Return the lines from the one containing "target | bell tower" to the end of the material, both end lines included, exactly and with nothing else.

::::

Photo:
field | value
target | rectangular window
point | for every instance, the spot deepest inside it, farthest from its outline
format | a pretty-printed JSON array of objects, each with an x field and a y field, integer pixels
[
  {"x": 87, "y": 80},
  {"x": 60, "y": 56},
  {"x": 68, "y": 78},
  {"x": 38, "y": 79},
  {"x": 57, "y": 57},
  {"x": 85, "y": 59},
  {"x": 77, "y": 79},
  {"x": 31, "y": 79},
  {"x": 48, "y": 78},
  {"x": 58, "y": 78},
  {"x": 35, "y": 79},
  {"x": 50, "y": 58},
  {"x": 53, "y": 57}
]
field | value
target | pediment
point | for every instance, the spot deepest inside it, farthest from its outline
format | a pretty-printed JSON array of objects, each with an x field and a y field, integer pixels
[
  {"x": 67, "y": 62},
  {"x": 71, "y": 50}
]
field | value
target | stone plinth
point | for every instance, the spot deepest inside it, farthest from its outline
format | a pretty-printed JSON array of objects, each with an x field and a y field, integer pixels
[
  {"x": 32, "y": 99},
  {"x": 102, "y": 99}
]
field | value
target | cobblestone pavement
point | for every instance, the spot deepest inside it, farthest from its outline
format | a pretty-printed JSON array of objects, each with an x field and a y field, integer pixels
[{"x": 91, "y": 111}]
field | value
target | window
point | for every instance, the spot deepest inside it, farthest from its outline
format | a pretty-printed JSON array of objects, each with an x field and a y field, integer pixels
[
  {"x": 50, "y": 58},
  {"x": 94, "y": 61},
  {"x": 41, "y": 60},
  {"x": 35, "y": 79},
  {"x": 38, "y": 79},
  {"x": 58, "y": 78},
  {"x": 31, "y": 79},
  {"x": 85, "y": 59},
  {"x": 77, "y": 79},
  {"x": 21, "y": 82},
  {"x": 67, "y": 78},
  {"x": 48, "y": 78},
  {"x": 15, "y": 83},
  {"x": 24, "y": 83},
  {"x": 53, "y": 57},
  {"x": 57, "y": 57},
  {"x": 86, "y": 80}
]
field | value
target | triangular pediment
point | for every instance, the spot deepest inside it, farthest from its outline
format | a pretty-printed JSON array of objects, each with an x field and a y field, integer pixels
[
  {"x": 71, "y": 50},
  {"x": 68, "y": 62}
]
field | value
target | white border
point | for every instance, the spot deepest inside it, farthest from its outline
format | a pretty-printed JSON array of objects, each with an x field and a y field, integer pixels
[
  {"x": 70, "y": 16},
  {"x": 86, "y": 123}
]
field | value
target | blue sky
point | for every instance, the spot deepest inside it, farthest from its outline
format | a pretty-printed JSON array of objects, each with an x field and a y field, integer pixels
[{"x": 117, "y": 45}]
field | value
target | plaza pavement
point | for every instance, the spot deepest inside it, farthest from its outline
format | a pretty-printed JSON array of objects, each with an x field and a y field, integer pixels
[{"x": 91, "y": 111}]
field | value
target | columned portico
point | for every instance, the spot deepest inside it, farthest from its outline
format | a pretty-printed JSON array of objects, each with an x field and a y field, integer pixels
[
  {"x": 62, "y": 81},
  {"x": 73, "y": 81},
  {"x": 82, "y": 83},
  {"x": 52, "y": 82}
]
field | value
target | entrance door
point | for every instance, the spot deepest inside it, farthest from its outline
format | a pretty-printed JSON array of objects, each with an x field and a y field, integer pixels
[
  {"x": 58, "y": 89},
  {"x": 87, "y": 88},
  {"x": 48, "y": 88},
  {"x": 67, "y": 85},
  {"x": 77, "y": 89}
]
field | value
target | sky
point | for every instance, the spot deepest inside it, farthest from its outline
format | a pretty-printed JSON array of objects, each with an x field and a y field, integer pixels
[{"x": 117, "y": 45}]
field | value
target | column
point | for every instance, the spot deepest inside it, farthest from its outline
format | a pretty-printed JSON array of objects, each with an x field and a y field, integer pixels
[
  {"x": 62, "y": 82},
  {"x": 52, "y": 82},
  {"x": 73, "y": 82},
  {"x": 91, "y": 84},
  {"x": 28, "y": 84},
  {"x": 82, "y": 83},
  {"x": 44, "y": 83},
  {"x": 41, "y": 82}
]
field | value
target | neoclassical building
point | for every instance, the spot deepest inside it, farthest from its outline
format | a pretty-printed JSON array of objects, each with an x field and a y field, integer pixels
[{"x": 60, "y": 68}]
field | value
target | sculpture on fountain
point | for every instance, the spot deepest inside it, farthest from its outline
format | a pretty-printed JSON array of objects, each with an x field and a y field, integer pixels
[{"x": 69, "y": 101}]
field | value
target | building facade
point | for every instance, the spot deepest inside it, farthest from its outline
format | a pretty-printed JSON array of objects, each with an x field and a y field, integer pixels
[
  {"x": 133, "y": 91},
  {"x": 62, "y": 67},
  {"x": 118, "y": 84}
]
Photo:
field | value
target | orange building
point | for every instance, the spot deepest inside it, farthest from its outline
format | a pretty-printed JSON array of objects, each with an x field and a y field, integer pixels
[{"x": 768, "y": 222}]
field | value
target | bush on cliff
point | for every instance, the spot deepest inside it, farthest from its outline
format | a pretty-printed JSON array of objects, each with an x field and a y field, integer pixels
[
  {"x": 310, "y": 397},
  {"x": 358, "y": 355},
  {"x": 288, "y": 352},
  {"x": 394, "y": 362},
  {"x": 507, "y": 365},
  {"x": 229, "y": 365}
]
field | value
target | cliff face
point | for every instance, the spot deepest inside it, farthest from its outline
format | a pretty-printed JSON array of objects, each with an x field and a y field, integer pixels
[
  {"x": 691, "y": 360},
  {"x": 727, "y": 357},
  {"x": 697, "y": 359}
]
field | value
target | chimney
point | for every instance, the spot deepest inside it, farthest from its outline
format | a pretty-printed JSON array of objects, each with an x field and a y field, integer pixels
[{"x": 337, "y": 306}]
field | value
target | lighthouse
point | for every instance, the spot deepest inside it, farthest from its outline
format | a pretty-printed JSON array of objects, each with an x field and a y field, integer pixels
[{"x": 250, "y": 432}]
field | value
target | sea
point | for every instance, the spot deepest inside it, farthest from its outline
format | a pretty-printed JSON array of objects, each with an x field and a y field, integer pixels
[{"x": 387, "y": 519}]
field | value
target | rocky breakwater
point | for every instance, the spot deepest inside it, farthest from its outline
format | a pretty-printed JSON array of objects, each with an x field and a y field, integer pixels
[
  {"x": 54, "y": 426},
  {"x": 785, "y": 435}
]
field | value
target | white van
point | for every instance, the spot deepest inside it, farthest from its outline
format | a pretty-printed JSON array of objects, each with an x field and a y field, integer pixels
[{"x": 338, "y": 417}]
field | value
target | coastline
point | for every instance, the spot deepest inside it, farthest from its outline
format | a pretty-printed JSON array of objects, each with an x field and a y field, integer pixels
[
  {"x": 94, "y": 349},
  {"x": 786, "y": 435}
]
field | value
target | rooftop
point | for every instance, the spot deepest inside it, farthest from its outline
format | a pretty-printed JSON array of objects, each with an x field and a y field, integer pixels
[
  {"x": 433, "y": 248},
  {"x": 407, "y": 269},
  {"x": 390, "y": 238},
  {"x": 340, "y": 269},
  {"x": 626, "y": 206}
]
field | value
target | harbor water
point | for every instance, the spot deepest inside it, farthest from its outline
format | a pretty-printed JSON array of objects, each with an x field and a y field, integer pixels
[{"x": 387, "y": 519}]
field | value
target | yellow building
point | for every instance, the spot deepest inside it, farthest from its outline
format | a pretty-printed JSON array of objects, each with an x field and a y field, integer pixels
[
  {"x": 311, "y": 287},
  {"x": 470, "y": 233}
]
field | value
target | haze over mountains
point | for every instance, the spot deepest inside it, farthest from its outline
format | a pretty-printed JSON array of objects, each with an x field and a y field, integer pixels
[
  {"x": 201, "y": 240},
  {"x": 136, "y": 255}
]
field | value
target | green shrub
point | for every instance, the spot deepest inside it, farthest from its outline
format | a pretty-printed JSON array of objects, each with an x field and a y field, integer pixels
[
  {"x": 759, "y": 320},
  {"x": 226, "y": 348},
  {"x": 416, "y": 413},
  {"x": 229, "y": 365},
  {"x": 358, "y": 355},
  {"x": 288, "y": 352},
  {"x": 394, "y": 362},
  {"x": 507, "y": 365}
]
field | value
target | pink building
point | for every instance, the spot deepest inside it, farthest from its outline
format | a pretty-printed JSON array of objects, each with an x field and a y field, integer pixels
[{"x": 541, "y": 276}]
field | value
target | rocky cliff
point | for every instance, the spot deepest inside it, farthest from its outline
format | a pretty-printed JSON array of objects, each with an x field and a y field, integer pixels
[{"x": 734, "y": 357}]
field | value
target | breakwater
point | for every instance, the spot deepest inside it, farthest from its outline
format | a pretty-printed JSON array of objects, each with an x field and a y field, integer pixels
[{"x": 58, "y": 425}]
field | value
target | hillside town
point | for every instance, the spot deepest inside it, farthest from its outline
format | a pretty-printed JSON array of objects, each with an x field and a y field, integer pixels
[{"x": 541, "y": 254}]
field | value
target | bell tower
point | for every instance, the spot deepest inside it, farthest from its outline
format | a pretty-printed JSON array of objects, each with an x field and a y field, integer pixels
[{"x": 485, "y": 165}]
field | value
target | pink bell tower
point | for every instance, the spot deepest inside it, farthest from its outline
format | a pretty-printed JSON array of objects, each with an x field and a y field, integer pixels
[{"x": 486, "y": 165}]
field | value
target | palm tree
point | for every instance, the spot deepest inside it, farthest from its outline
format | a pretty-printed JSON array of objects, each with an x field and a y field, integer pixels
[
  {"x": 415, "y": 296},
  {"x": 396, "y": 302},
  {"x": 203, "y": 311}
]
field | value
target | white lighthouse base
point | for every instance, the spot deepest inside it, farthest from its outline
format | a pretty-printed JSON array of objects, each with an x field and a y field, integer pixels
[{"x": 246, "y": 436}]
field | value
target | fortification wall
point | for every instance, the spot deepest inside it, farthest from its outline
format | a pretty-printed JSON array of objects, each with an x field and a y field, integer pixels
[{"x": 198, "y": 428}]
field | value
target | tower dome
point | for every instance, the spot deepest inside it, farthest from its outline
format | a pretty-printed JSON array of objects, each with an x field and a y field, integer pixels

::::

_ANSWER FOR THIS EXERCISE_:
target | bell tower
point | for every instance, the spot deepest inside it, farthest from its outline
format | a pretty-printed JSON array of objects, each with an x field and a y field, integer pixels
[{"x": 485, "y": 165}]
field | value
target | pink bell tower
point | for every instance, the spot deepest inside it, farthest from its outline
format | a pretty-printed JSON array of objects, each with an x field and a y field, integer pixels
[{"x": 486, "y": 165}]
field | value
target | palm tree
point | for every instance, the spot deepest inside it, farthest from its outline
format | a pretty-printed JSON array of objects, each with an x field and a y field, integer pixels
[
  {"x": 415, "y": 296},
  {"x": 396, "y": 302},
  {"x": 203, "y": 311}
]
field | value
target | white lighthouse base
point | for every instance, the spot deepest inside it, farthest from its outline
format | a pretty-printed JSON array of objects, each with an x field and a y field, integer pixels
[{"x": 246, "y": 436}]
field | value
target | fortification wall
point | for every instance, the spot deepest inside it, farthest from its outline
format | a pretty-printed JSON array of objects, each with an x field and a y field, integer pixels
[{"x": 198, "y": 428}]
field | value
target | tower dome
point | for every instance, the spot deepest inside it, farthest from its outline
format | a pretty-printed JSON array of objects, each with an x field and a y field, integer pixels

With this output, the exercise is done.